Although reliable current data on plasma vs. independent smallholder are not available, smallholders in plasma schemes were numerically overtaken in 2005 by ‘independent’ smallholders (including those in various partnership schemes) [114]. Since then some existing plasma plantations have transformed into ‘independent’ smallholder plantations and oil palm sector growth rates between 2015 and 2018 show that private sector large-scale oil palm plantations grew by 1.91 million ha and that smallholder oil palm area increased by 1.28 million ha [79]. If companies meet their plasma obligations, this would mean a 382,345 ha increase in plasma area and a 901,143 ha increase in independent smallholder area, highlighting that it is especially the independent smallholder sector that is expanding. Whereas companies and associated plasma smallholdings are relatively easy to identify, monitor, and sanction due to the size of their plantations and relative ease of targeting managements, this is not the case with independent smallholders. These independent smallholders are huge in the number of management units that occupy relatively small areas, making it highly complex to manage independent smallholder oil palm expansion. With limited external support and little monitoring, the independent smallholder oil palm has developed into a cheap buffer for the industry; this relates to setting sustainability standards as well as organizing a supply chain.

□ □ □ □

### GOAL
Extend the passage on oil palm smallholders in plasma schemes and independent ones, picking up right after its final sentence.

### INFORMATION PROVIDED
□ □ □ □

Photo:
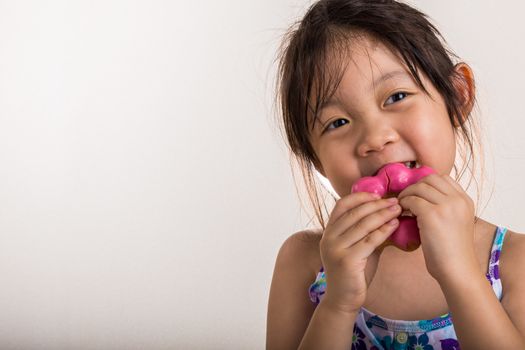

□ □ □ □

### TASK OUTPUT
6. Ecological Dimensions

The economic benefits of oil palm production reviewed above have been discussed in tradeoff with negative impacts on ecosystem services [25,115,116,117]. However, specific issues of FZ-OP have not been discussed as such in the literature we reviewed. Oil palm cultivation, but especially its continued expansion, has led to severe negative effects on environmental quality such as biodiversity depletion [118,119], loss of hydrological function [118,120,121,122,123], increased carbon emissions [85,124], and reduction of water and soil quality [116,118,121,125,126]. The magnitude, and sometimes the sign, of the changes in ecosystem service levels, depend on what land cover is compared to oil palm, and to a smaller extent on the specific way oil palm is grown. Where conversion of natural forest to oil palm represents a drastic change in conditions, comparison of oil palm with the monocultures of fast-growing timber for the pulp- and paper industry, a legal change within production forest, may come out in favor of oil palm in several ecological dimensions. Although the Indonesian rules for logging in the production forest were supposed to secure sustainability across multiple harvest and recovery cycles, there are very few examples where such has been actually achieved in the reality of social-ecological systems.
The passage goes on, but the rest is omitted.